(WHAT TO DO):
1. In the exhibition text, who is listed as the curator?
2. From the exhibition text, output the passage starting with "kkh.se/en/public-program/exhibitions/love-bodies-and-work" and going on through "scientific or artistic.", copied word for word.

Installation view of E.I The Blob at Love, Body and Work - Artistic Research in Uncertain Times, Konstakademien, Stockholm, 2021 //

Love, Body & Work - Artistic Research in Uncertain Times

Participating artists:
Annika Larsson/E.I The Blob, Björn Larsson & Carl Johan Erikson, Filippa Arrias, George Kentros, Goldin+Senneby, Karin Hansson, Mara Lee, Nils Claesson, Per Hasselberg, Petra Bauer & Marius Dybwad Brandrud, Shiva Anoushirvani and Åsa Andersson Broms

Konstakademien, Stockholm
27 March–9 May 2021

Curator: Sara Arrhenius
Producers: Meryem Saadi, Silvia Thomackenstein

kkh.se/en/public-program/exhibitions/love-bodies-and-work

The participating artists in this exhibition all share a strong commitment to the most pressing issues of the day. The art displayed is far removed from that of a shuttered seminar room at a comfortable distance from the public clamor. On the contrary, it posi­tions itself at the center of today’s burning issues. One recurring theme is the body’s vulnerability to systems, whether political, technological, scientific or artistic.

To make a space for art created within a research framework, the Royal Institute of Art and the Royal Swedish Academy of Fine Arts have an ongoing collaboration to display the school’s artistic research in a series of exhibitions. This time, an invitation has gone out to unite in a larger group exhibition those running, or who have recently completed, an externally funded research project.

(DATA EXTRACTS):
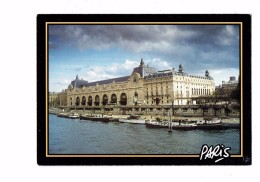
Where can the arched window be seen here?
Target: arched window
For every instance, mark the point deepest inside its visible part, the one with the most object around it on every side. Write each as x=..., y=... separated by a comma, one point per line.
x=105, y=100
x=83, y=102
x=77, y=101
x=123, y=99
x=97, y=100
x=90, y=101
x=113, y=98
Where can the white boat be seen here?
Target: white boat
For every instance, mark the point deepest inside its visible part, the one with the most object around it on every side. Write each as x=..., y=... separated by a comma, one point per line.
x=157, y=124
x=133, y=119
x=209, y=123
x=73, y=116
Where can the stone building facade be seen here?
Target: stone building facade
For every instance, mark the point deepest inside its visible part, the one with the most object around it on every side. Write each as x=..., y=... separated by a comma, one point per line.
x=145, y=87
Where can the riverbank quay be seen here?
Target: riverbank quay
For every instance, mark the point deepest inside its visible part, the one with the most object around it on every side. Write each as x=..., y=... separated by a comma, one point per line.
x=228, y=122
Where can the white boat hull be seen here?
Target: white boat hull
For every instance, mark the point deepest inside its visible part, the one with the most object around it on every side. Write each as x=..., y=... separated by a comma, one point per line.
x=133, y=121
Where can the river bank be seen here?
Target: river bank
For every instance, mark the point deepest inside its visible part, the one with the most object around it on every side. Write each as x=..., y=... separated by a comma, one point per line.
x=225, y=120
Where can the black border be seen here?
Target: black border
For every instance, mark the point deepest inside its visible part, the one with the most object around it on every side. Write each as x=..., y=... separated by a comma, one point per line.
x=41, y=87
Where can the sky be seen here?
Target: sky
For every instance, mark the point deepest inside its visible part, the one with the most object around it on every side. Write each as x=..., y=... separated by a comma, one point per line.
x=98, y=52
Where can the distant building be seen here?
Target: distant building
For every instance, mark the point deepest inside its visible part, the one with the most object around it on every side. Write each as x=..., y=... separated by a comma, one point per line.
x=144, y=87
x=53, y=99
x=58, y=99
x=227, y=86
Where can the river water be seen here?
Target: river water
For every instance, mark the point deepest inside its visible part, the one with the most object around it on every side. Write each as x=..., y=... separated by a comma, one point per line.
x=75, y=136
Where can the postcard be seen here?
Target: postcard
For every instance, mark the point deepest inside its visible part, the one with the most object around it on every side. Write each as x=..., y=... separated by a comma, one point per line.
x=144, y=89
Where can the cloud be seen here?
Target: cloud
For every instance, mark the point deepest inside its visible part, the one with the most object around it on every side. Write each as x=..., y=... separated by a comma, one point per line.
x=197, y=47
x=95, y=73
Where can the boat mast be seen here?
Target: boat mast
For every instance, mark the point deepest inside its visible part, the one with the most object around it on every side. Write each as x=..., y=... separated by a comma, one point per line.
x=170, y=122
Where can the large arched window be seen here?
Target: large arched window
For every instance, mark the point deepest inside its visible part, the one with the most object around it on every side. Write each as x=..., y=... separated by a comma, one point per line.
x=77, y=101
x=123, y=99
x=113, y=98
x=135, y=98
x=90, y=101
x=83, y=102
x=97, y=100
x=105, y=100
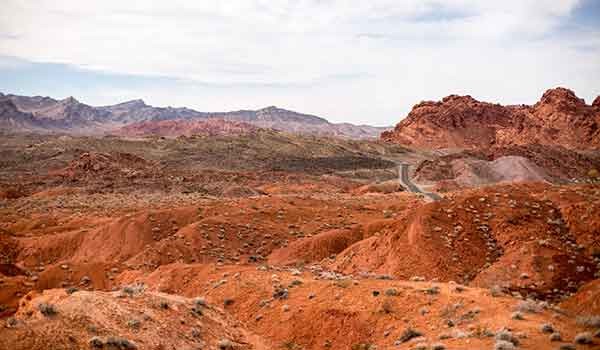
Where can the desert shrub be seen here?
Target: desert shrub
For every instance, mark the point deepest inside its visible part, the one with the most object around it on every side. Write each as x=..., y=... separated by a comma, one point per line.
x=517, y=316
x=506, y=335
x=391, y=292
x=47, y=309
x=567, y=347
x=133, y=289
x=345, y=283
x=96, y=342
x=280, y=293
x=387, y=306
x=120, y=343
x=195, y=332
x=364, y=346
x=529, y=306
x=546, y=328
x=496, y=291
x=409, y=334
x=135, y=324
x=432, y=290
x=589, y=321
x=291, y=345
x=225, y=344
x=583, y=338
x=504, y=345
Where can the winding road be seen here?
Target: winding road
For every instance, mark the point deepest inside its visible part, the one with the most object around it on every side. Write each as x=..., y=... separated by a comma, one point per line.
x=408, y=184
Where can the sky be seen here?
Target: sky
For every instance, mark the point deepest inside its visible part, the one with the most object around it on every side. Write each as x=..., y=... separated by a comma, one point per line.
x=365, y=62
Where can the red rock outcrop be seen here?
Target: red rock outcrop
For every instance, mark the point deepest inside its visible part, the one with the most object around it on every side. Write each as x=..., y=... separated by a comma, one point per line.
x=559, y=118
x=177, y=127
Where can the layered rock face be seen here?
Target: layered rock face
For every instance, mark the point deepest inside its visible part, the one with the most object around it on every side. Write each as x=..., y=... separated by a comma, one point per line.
x=560, y=118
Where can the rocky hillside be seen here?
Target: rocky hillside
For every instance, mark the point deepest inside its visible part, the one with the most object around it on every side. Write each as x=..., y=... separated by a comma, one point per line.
x=560, y=118
x=71, y=116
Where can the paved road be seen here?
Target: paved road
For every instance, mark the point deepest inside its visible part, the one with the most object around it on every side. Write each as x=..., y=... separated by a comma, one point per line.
x=406, y=182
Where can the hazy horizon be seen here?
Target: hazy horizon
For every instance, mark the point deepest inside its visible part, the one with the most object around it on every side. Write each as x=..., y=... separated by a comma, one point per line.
x=365, y=63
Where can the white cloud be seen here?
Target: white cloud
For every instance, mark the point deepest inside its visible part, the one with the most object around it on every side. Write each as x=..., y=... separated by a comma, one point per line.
x=366, y=61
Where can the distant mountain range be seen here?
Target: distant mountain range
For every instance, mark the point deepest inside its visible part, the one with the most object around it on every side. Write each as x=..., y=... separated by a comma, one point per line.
x=560, y=118
x=45, y=114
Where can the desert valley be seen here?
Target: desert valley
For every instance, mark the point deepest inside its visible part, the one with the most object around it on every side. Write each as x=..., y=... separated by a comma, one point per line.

(RESULTS FOR EACH TASK):
1. Sara Arrhenius

2.
kkh.se/en/public-program/exhibitions/love-bodies-and-work

The participating artists in this exhibition all share a strong commitment to the most pressing issues of the day. The art displayed is far removed from that of a shuttered seminar room at a comfortable distance from the public clamor. On the contrary, it posi­tions itself at the center of today’s burning issues. One recurring theme is the body’s vulnerability to systems, whether political, technological, scientific or artistic.